» EXERCISE OBJECTIVE
Turn every line of the material below into a numbered list, one line per item, and leave out the blank lines.

## start DATA PROVIDED

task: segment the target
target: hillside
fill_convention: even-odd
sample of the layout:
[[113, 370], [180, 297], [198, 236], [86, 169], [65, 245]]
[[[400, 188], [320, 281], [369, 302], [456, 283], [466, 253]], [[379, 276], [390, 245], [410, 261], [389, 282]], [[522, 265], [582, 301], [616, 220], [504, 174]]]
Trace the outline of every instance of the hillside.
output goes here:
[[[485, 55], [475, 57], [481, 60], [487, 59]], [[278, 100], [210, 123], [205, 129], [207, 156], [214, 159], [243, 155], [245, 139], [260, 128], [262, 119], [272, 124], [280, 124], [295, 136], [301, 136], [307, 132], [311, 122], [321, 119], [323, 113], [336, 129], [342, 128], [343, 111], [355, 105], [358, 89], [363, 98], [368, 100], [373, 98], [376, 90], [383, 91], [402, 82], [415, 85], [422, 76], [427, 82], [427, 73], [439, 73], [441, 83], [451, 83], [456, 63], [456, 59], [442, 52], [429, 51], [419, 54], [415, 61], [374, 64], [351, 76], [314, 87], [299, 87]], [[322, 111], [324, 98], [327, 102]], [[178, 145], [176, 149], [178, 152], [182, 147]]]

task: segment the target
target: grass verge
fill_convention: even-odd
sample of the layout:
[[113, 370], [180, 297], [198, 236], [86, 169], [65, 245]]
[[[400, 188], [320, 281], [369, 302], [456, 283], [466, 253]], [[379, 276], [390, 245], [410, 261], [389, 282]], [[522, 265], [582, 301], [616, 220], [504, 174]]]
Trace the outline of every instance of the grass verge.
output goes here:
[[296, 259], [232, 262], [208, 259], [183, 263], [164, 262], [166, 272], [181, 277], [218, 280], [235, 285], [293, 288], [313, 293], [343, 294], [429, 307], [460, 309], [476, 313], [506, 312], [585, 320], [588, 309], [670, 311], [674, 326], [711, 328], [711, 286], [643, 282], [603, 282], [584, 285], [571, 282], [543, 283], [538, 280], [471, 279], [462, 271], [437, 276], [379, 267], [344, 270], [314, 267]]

## end DATA PROVIDED

» RESPONSE
1. task: segment the target
2. target: hillside
3. fill_convention: even-odd
4. sample of the layout:
5. [[113, 370], [180, 297], [198, 236], [86, 169], [65, 245]]
6. [[[400, 188], [320, 281], [369, 302], [456, 283], [466, 253]], [[379, 276], [390, 245], [410, 261], [389, 282]], [[522, 265], [582, 301], [616, 220], [504, 174]]]
7. Trace the outline of every instance of the hillside.
8. output goes here:
9. [[[485, 55], [475, 57], [481, 60], [487, 59]], [[278, 100], [210, 123], [205, 129], [207, 156], [214, 159], [243, 155], [245, 139], [260, 128], [262, 119], [272, 124], [280, 124], [295, 136], [301, 136], [307, 132], [311, 122], [321, 119], [323, 113], [336, 129], [342, 128], [343, 111], [355, 105], [358, 89], [363, 98], [368, 100], [373, 98], [376, 90], [383, 91], [402, 82], [415, 85], [422, 76], [427, 82], [427, 73], [439, 73], [441, 83], [451, 83], [456, 63], [456, 59], [442, 52], [429, 51], [419, 54], [415, 61], [374, 64], [351, 76], [314, 87], [299, 87]], [[322, 111], [324, 98], [327, 102]], [[178, 145], [176, 149], [178, 152], [182, 147]]]
10. task: segment the target
11. target: grass verge
12. fill_convention: even-odd
13. sample of the layout:
14. [[113, 370], [180, 297], [198, 236], [86, 169], [65, 245]]
15. [[[400, 188], [320, 281], [369, 302], [456, 283], [466, 253]], [[379, 276], [390, 245], [410, 261], [389, 282]], [[522, 265], [582, 301], [616, 220], [504, 174]]]
16. Trace the outline of every instance of the grass verge.
17. output goes here:
18. [[296, 259], [232, 262], [208, 259], [183, 263], [164, 262], [166, 272], [181, 277], [218, 280], [235, 285], [293, 288], [313, 293], [343, 294], [429, 307], [460, 309], [476, 313], [506, 312], [585, 320], [588, 309], [670, 311], [674, 326], [711, 328], [711, 286], [643, 282], [603, 282], [584, 285], [571, 282], [543, 283], [538, 280], [471, 279], [462, 271], [437, 276], [379, 267], [344, 270], [314, 267]]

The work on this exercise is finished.